■ **Stored data**
....................

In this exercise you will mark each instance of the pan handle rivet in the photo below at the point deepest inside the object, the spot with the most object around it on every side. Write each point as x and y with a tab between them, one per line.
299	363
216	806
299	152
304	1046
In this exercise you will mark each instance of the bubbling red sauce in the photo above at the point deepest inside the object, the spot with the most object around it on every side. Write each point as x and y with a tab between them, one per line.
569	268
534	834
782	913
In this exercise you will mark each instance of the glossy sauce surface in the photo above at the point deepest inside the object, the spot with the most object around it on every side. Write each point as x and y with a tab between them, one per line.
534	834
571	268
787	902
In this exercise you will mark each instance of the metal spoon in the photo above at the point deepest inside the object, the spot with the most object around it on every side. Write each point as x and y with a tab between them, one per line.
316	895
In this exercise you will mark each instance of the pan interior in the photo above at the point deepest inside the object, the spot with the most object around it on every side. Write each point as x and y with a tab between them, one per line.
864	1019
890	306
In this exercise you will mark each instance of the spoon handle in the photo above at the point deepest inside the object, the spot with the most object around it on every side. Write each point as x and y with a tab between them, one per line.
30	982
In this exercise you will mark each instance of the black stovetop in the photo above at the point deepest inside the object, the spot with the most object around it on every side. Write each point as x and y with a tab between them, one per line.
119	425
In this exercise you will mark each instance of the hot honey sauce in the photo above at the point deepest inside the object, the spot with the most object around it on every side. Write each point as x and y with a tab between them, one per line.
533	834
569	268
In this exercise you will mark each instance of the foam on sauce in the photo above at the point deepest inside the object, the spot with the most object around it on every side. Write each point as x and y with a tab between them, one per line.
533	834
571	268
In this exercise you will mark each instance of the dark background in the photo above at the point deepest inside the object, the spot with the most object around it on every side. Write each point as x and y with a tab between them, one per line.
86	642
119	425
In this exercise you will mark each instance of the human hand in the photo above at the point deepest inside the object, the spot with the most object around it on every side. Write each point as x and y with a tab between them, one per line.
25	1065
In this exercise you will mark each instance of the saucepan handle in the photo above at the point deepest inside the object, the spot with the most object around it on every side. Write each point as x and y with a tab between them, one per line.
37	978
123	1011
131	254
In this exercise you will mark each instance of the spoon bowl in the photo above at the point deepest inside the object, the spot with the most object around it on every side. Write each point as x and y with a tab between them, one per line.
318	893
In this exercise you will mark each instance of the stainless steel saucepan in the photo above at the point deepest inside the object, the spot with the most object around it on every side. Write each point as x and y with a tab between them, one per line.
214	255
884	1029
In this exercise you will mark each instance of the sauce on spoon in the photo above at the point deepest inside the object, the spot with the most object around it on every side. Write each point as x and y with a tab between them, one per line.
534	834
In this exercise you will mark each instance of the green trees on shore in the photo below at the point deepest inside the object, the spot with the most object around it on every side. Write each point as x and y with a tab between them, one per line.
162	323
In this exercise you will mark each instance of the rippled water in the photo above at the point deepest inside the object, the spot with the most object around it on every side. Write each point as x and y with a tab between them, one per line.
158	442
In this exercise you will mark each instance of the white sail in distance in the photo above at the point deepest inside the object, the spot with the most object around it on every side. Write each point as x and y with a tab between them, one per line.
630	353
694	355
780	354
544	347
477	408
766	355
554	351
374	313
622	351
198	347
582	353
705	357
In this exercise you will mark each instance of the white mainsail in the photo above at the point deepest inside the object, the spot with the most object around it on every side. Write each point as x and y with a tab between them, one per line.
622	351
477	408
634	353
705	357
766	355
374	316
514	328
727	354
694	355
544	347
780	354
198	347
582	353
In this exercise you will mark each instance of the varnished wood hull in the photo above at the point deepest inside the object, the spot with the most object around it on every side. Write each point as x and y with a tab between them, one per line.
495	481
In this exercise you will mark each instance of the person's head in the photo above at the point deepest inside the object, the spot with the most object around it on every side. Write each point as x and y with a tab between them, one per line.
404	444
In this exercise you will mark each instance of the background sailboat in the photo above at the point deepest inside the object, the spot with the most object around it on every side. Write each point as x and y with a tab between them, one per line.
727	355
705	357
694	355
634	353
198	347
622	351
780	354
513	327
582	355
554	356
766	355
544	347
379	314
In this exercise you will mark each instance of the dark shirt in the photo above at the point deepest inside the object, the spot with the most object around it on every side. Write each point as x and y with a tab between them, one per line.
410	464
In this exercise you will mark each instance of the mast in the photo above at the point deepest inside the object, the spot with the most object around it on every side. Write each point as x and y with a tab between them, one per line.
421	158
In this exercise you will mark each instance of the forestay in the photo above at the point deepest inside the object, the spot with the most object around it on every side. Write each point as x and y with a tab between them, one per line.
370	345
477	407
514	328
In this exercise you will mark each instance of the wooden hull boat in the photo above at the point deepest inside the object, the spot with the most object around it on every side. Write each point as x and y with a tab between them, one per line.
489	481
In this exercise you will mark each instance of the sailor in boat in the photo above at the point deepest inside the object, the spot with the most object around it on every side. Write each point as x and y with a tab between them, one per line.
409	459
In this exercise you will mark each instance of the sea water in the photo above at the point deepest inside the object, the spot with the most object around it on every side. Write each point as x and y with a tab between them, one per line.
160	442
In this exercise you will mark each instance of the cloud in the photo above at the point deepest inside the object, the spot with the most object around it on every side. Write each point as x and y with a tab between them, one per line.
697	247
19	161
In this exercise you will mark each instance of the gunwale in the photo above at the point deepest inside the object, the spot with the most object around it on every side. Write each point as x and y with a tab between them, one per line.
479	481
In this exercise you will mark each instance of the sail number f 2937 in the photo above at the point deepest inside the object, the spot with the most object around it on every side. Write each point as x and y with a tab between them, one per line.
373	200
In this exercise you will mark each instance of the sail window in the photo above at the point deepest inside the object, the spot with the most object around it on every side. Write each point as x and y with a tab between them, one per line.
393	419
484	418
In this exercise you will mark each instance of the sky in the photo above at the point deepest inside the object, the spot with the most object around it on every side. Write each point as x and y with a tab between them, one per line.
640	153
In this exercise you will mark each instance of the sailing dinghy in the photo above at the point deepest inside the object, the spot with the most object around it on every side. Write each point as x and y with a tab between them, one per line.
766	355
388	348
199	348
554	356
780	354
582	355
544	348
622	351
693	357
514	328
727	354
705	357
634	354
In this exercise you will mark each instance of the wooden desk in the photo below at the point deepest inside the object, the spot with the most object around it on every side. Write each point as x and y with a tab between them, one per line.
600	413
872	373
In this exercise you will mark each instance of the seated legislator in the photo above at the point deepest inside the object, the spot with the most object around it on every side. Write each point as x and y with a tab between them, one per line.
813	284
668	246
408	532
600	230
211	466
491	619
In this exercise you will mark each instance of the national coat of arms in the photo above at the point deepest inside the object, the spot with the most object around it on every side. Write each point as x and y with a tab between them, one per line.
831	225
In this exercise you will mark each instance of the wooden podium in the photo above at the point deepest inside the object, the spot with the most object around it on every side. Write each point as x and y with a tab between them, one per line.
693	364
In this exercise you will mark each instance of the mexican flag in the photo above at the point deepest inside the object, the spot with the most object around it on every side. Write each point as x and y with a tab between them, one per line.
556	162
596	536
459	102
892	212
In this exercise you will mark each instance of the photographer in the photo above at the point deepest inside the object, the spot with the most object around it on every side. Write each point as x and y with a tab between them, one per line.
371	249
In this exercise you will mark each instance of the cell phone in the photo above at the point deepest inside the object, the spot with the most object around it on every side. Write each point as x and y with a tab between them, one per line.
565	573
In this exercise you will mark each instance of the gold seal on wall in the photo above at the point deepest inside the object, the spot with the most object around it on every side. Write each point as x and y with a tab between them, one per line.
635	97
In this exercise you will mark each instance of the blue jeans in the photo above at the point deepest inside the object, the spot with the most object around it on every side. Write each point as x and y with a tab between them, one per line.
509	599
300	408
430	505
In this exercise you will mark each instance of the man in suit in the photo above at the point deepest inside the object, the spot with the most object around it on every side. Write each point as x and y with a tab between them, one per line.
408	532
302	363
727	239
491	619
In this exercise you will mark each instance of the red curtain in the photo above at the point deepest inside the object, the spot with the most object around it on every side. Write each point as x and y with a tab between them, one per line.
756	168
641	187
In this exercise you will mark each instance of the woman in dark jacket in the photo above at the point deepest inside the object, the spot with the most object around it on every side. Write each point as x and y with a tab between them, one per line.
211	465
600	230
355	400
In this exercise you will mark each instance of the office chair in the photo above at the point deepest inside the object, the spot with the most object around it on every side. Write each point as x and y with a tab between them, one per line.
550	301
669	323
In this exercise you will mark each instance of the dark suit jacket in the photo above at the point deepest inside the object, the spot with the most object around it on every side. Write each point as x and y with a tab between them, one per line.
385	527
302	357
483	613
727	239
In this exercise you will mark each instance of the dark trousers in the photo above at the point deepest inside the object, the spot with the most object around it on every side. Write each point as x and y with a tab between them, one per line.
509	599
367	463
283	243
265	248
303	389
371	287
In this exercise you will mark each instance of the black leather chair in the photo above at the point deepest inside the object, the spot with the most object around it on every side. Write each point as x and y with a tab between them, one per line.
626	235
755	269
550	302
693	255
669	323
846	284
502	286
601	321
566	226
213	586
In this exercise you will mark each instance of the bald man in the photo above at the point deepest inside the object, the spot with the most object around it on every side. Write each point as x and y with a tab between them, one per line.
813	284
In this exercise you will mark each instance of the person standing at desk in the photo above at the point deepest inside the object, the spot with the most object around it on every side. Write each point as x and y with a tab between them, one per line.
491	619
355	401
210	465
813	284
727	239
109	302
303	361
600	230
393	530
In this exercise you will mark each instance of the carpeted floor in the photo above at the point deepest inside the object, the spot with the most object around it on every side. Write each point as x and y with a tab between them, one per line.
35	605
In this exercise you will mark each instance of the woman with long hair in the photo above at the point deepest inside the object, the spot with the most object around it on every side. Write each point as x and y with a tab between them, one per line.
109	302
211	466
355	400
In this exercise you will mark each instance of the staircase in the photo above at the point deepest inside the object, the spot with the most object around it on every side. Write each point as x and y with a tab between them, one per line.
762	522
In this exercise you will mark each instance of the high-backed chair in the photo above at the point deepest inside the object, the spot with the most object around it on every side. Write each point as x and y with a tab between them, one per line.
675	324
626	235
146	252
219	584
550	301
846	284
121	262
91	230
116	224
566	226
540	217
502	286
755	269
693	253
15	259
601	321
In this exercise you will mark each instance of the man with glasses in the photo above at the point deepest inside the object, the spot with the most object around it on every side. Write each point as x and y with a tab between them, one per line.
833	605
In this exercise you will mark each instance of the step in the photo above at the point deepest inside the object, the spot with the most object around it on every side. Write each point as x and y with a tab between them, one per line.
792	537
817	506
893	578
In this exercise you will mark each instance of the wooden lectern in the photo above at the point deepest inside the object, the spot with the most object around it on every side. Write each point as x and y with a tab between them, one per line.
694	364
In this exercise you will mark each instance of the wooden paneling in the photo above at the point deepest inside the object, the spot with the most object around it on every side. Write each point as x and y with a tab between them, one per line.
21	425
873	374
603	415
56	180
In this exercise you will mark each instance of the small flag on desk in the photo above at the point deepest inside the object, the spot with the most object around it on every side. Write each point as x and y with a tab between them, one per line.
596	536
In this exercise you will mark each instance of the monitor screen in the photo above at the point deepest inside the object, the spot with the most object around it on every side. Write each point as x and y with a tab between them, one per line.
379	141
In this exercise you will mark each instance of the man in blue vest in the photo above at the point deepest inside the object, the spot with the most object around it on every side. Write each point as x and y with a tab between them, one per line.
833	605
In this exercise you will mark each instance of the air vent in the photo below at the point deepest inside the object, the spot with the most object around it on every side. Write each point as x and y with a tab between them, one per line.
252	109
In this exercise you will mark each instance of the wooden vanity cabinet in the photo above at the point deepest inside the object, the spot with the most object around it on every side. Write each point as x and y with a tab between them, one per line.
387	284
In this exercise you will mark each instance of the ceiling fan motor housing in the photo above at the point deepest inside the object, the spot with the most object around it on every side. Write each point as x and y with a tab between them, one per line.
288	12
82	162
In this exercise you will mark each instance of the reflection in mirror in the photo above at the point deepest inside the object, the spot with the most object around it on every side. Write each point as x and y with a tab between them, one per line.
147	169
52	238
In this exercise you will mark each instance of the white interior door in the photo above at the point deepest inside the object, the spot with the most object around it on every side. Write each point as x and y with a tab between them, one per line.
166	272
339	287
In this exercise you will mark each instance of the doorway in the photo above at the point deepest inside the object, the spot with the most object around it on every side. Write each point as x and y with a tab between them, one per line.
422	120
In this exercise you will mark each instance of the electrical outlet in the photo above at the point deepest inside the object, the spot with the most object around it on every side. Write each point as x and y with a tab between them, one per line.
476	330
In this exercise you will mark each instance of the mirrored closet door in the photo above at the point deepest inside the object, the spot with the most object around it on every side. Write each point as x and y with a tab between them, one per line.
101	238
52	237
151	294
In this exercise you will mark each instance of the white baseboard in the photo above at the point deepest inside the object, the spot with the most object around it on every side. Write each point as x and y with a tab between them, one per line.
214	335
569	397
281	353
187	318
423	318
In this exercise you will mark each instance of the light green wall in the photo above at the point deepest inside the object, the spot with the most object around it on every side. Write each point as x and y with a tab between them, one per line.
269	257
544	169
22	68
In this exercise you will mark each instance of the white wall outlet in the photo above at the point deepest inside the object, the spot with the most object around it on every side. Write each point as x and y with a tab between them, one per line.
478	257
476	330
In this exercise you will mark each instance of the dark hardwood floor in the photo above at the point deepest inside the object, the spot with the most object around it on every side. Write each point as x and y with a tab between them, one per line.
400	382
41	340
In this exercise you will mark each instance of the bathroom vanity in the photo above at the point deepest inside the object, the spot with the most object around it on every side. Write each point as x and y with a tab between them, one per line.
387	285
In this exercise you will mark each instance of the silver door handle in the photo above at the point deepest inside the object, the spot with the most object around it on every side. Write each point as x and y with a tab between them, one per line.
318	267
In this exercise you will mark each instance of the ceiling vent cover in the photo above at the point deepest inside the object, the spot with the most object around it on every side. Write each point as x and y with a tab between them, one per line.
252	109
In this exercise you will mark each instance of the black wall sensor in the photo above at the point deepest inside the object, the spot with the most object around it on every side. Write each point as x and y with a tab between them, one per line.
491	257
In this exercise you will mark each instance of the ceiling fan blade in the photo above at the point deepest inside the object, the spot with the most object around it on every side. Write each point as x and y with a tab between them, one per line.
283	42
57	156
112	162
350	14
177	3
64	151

....................

■ **DIRECTIVE**
Return, word for word, each line from the line that contains "the white wall" to the end of the listing above; include both end lines and nothing else.

■ **WRITTEN RESPONSE**
In this exercise you will mark each instance of the white wall outlet in the photo above at the point deepest inside the object, the spot with the most object around it on every side. Write each point as x and y with a tab between them, one per line.
478	257
476	330
In this exercise you will mark each instance of the dark hardwood floor in the photo above at the point deepest inside the object, the spot with the most object around it on every side. Write each point as x and y with a tab between them, one per line.
400	382
41	340
In this exercise you will mark each instance of the bathroom vanity in the photo above at the point deepest inside the object, the spot with the most object around it on every side. Write each point as x and y with a tab between them, one per line.
387	285
In this exercise you will mark each instance of the silver door handle in the photo above at the point deepest inside the object, the spot with the most object around it on every side. Write each point as x and y with a tab between them, one per line.
318	267
In this exercise you will mark each instance of the ceiling vent cover in the photo above at the point deepest inside the object, the spot with the most object around it on every side. Write each point as x and y with a tab between them, one per line.
252	109
In this exercise you will mark each instance of the black wall sensor in the photo above at the point deepest inside the object, the spot with the most object around it on every side. Write each point as x and y with a tab between them, one per line.
491	257
In this exercise you will mark each instance of the ceiling fan blade in the photo above at the point deepest inside the object, the spot with the most object around it on every side. Write each point as x and y with a tab between them, one per line.
283	42
57	156
112	162
350	14
177	3
64	151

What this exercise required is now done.